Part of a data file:
----

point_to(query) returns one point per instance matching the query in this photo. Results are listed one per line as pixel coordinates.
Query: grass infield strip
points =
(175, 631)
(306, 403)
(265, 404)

----

• TASK STATEMENT:
Can you format every line of the data above as a numbered list, leaving out any blank lines?

• SOLVED PROBLEM:
1. point_to(query) returns one point per instance matching the query in this photo. Results are listed one per line as pixel coordinates.
2. Query: grass infield strip
3. points =
4. (175, 631)
5. (306, 403)
6. (265, 404)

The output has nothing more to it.